● **Work order**
Rewrite the entries beginning at the line that has "</instance>" and stopping after the line that has "positive clicks: (218, 63) (210, 68)". Change "positive clicks" to "foreground clicks" and leave everything else as it is.

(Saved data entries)
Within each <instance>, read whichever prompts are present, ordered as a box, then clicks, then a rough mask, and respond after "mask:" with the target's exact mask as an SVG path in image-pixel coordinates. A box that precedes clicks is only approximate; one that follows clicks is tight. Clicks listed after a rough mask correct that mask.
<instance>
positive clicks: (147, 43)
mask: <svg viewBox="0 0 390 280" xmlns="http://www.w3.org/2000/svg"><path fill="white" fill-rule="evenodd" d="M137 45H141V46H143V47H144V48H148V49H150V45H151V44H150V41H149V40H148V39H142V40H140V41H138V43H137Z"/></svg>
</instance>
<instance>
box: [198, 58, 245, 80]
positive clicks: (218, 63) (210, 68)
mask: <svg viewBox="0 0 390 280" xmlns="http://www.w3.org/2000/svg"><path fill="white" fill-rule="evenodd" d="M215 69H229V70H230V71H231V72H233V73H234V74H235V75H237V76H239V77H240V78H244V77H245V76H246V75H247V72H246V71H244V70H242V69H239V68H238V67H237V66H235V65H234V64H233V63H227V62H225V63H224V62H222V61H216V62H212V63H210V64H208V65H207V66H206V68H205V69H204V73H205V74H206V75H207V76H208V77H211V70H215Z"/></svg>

● **Exercise output**
</instance>
<instance>
box: [198, 58, 245, 80]
foreground clicks: (218, 63) (210, 68)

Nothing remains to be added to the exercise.